**Provided records**:
——
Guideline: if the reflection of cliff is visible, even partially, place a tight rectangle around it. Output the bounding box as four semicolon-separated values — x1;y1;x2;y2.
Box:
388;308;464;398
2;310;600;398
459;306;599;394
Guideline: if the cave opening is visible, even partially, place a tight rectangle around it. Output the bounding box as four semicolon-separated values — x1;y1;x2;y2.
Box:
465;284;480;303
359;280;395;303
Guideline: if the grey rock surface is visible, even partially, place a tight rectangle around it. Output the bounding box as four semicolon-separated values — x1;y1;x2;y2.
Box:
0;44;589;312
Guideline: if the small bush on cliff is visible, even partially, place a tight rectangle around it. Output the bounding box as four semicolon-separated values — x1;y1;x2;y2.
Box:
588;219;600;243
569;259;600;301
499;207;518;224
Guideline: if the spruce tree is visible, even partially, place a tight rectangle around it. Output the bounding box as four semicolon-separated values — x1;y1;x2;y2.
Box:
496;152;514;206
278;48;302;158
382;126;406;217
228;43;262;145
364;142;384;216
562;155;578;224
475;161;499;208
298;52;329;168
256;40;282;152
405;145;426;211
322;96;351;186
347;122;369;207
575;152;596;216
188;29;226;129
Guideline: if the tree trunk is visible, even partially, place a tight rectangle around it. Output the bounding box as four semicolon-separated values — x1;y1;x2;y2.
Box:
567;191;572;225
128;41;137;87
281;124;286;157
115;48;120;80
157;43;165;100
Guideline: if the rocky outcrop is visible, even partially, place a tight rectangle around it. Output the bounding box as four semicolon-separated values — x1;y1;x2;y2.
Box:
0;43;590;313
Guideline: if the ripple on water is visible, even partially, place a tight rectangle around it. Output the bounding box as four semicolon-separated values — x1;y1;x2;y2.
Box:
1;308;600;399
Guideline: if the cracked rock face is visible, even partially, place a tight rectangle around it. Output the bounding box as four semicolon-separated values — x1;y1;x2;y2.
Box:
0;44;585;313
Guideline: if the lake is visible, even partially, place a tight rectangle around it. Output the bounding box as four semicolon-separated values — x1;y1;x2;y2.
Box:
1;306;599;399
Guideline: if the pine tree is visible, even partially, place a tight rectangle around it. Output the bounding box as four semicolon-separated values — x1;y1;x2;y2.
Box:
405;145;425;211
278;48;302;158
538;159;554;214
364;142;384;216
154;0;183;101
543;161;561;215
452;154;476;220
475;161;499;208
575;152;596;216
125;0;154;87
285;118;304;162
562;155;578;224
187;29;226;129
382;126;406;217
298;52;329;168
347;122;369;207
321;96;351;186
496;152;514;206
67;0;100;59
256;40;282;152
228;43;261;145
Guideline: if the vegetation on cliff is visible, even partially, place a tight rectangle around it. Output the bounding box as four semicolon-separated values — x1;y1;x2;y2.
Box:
——
**Activity**: Where a line of the records has the string "bounding", copy that line.

**The completed task**:
Guideline: if the reflection of cliff is visible, even partially, place a tight rectangle around it. Output the bounding box as four semicolon-separated values — x1;y1;x2;y2.
Guideline: if the cave opening is visible, even partially, place a tight rectangle around it. Output the bounding box as four semicolon-separated values — x1;y1;x2;y2.
Guideline: if the grey rock surface is visible, even partially, place a tight rectangle around it. Output the bounding box as four semicolon-separated values — x1;y1;x2;y2.
Guideline: if the small bush on cliff is visible, even partially, place a tight rectangle around it. Output the bounding box as four semicolon-separated values — x1;y1;x2;y2.
Guideline: if the spruce tree is visible, even partially, place a tight rectangle around it. Output the bounding box as four semicolon-separated values — x1;y1;x2;y2.
Guideline: if the tree trunk is visible, even partially, place a tight rectangle around it. Output the bounding box as four semicolon-separated values — x1;y1;x2;y2.
Guideline: if the rocky outcrop is visible, even partially, place a tight rectangle around it. Output the bounding box as four semicolon-separated values — x1;y1;x2;y2.
Guideline: if the ripple on water is visible, even partially, place a tight rectangle around it. Output the bounding box as four semicolon-separated values — x1;y1;x2;y2.
Guideline: if the cracked rock face is visible, even partially, place a tight rectangle around it. Output the bounding box as four semicolon-separated values — x1;y1;x2;y2.
Guideline: if the lake is visible, even partially, place a tight rectangle around it. Output the bounding box as four semicolon-separated values — x1;y1;x2;y2.
Guideline: if the pine tree is visible, even partially, place a tight rectangle around it. Output the bounding box as four semicolon-separated values — x1;y1;x2;y2.
Guideline: if the vegetation on cliff is visible, even partially, place a tight rectangle around it. Output the bounding box as four semicolon-separated values — x1;y1;x2;y2.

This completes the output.